EXTRAIT DU DOCUMENT
^^^^
Les éditeurs français publient en effet en moyenne 600 livres par an. Chaque maison d’édition reçoit entre 100 et 10 000 manuscrits. En dehors des essais, bios commandées, livres de recettes… il ne reste qu’une centaine, voire un peu plus, de nouveaux romanciers par maison. Le chiffre tend du reste à se réduire. Il y a donc peu d’élus dans ce petit monde de l’édition !
Bon à savoir : sur la totalité des romans publiés par an, seule une dizaine dépasse les 50 000 exemplaires. En moyenne, les romans sont tirés à 7000 exemplaires. Mais le vrai chiffre est bien plus bas. Aujourd’hui, les éditeurs prennent de moins en moins de risques et préfèrent rééditer. Les premiers romans sont lancés comme des bouteilles à la mer à 1000 à 2000 exemplaires en tirage – ce qui veut dire que la mise en place en librairie est de 800 à 1000 exemplaires. Un livre qu’on ne trouve pas en librairie, c’est la roulette russe. Seul un miracle peut le sauver : un coup de cœur d’un libraire, un article élogieux d’un journaliste qui fait autorité.
Il n’y a qu’une poignée de romanciers qui vit de sa plume. Placé en librairie, votre roman ne sera pas forcément sur les étalages, faute de place. Les libraires sont débordés et votre roman risque de ne pas rester longtemps en magasin puisque la durée de vie des livres est en moyenne de trois semaines à deux mois. Aussi, lorsque vous recevrez vos premières lettres de refus, ne vous désespérez pas. Si par chance, on vous appelle pour vous donner un rendez-vous, ne vous emballez pas non plus. Il m’est arrivé d’être convoquée chez un éditeur. Malheureusement, le comité de lecture n’a pas suivi. Il m’a fallu téléphoner pour le savoir !
^^^^
DONNÉES À TRAITER
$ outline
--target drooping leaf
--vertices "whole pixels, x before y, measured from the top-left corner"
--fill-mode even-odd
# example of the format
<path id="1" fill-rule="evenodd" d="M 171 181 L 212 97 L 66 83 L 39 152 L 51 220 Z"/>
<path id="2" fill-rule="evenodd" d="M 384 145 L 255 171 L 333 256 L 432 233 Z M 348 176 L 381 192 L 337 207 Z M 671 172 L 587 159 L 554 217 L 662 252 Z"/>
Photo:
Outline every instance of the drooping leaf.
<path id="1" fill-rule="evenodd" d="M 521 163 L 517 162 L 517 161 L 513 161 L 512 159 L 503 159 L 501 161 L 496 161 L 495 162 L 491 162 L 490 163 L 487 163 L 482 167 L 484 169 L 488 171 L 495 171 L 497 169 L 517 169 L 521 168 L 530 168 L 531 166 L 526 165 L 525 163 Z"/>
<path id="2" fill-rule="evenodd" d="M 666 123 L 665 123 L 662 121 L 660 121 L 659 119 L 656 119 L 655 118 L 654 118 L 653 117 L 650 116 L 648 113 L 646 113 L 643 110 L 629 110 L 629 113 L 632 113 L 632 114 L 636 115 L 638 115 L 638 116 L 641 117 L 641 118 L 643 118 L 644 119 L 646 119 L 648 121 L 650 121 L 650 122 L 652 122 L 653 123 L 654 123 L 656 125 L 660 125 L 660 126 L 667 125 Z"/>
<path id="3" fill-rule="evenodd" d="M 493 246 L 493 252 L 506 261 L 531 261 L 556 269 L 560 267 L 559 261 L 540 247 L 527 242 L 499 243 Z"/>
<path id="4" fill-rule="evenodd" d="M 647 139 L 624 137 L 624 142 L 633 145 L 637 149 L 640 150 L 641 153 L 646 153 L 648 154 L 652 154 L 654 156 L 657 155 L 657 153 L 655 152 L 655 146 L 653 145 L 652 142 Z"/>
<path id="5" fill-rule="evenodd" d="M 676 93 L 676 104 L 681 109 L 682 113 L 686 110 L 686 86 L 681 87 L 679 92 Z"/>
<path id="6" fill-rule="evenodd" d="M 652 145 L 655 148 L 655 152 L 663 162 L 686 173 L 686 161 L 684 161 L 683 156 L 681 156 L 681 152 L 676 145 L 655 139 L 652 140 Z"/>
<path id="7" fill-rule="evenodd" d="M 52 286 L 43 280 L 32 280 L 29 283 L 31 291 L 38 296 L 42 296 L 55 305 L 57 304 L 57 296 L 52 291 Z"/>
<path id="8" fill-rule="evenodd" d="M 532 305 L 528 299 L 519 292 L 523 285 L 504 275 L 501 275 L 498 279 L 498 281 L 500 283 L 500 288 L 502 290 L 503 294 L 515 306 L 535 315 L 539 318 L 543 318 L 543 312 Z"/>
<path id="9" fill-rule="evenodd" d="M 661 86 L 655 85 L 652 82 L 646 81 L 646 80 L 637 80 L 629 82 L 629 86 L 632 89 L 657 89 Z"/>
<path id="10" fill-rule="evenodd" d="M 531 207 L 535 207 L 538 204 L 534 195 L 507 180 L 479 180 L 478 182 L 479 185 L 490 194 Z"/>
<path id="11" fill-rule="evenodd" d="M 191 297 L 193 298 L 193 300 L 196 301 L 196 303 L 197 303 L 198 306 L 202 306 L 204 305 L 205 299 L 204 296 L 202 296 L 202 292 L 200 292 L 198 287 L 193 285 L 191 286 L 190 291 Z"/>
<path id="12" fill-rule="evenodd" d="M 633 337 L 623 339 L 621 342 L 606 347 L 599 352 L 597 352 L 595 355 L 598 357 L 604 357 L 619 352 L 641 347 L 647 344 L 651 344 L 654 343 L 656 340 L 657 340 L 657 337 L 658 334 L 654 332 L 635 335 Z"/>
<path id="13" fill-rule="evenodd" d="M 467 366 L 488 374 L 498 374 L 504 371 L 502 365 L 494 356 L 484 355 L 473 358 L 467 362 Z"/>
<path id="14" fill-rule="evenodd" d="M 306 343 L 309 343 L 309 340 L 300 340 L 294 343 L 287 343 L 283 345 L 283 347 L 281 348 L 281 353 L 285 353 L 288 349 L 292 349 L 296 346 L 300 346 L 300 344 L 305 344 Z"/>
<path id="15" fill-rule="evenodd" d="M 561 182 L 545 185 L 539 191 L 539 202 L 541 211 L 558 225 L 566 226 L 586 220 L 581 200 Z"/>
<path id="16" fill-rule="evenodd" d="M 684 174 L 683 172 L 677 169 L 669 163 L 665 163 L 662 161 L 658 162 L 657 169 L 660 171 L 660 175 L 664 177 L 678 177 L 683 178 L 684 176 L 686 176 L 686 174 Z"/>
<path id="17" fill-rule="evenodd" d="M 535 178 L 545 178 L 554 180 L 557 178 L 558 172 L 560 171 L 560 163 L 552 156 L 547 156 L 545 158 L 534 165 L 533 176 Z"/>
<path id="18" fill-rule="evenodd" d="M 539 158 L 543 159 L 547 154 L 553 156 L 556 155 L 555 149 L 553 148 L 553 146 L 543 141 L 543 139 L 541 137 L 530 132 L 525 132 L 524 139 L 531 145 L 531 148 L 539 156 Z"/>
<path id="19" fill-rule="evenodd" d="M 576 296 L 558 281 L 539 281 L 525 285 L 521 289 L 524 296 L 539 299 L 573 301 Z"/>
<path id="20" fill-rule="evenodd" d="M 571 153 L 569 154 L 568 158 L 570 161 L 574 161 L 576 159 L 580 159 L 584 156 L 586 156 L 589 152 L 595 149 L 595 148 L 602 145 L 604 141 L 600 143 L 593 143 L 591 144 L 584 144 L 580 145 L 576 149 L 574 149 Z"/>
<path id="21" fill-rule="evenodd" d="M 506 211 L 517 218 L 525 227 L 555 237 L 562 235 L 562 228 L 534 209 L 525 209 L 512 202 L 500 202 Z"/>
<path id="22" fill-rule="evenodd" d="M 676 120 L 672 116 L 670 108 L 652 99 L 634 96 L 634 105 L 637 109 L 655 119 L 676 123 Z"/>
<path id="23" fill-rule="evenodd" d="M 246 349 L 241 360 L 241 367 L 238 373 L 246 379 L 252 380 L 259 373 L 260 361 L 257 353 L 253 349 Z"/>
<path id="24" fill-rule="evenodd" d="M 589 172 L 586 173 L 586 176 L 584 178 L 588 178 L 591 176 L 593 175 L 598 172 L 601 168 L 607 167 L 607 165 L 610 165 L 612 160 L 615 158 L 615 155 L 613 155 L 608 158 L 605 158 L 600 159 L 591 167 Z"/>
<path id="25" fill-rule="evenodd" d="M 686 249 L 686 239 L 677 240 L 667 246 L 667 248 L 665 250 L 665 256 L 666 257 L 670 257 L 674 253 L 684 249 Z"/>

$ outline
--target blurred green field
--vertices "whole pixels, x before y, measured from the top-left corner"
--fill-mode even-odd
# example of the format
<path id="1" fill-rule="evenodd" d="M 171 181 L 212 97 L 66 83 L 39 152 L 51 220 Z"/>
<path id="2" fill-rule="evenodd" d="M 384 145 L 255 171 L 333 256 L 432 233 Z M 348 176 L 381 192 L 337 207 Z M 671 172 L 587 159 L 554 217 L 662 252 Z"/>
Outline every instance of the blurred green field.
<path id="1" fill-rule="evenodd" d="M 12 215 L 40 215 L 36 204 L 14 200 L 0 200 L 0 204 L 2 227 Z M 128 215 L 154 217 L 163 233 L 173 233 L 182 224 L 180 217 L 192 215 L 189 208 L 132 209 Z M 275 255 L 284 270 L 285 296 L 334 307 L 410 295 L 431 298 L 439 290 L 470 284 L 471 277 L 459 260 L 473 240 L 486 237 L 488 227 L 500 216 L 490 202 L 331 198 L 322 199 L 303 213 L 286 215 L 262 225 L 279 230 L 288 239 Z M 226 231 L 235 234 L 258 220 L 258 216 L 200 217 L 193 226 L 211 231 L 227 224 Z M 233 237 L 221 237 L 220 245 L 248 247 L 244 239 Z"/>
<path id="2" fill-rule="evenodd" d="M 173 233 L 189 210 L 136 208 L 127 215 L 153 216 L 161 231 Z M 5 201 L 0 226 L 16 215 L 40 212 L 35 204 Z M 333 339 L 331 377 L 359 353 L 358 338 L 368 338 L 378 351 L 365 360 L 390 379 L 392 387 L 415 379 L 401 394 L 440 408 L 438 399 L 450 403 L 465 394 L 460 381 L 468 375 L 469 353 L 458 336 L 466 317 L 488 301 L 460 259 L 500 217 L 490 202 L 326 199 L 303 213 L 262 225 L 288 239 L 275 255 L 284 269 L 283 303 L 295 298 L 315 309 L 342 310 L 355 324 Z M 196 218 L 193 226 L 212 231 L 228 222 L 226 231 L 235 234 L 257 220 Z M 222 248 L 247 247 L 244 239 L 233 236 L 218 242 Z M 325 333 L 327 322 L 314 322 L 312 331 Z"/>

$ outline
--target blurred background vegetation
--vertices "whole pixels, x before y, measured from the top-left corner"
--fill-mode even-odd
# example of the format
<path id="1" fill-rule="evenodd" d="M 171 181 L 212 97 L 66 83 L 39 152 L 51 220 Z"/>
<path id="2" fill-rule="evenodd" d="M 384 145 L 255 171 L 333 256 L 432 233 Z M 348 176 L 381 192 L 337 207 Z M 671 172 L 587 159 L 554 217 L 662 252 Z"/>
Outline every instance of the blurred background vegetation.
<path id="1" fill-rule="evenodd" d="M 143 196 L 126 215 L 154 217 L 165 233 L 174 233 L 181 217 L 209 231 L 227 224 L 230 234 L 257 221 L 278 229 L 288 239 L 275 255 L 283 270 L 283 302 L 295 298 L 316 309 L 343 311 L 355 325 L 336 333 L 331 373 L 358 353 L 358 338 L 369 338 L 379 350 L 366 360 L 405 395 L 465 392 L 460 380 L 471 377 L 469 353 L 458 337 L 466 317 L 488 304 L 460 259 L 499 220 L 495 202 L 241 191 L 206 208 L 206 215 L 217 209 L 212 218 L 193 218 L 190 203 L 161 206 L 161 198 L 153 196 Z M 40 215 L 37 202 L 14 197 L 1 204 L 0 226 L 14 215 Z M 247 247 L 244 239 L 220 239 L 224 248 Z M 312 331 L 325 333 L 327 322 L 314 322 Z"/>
^^^^
CONSIGNE ÉCRITE 1
Pour chacune des affirmations (a), (b) et (c), dis si elle correspond à l'extrait sur l'édition. Réponds par oui ou non et cite mot pour mot le passage qui tranche.
(a) En moyenne, les romans sont tirés à 7000 exemplaires.
(b) Chaque maison d'édition reçoit au moins 20 000 manuscrits.
(c) En librairie, un livre reste en moyenne un an.
CONSIGNE ÉCRITE 2
Repère dans les enregistrements toutes les lignes où figure la chaîne « drooping », puis recopie-les.

RÉSULTAT OBTENU 1
(a) Oui : « En moyenne, les romans sont tirés à 7000 exemplaires. »
(b) Non : « Chaque maison d’édition reçoit entre 100 et 10 000 manuscrits. »
(c) Non : « la durée de vie des livres est en moyenne de trois semaines à deux mois. »

RÉSULTAT OBTENU 2
--target drooping leaf
Outline every instance of the drooping leaf.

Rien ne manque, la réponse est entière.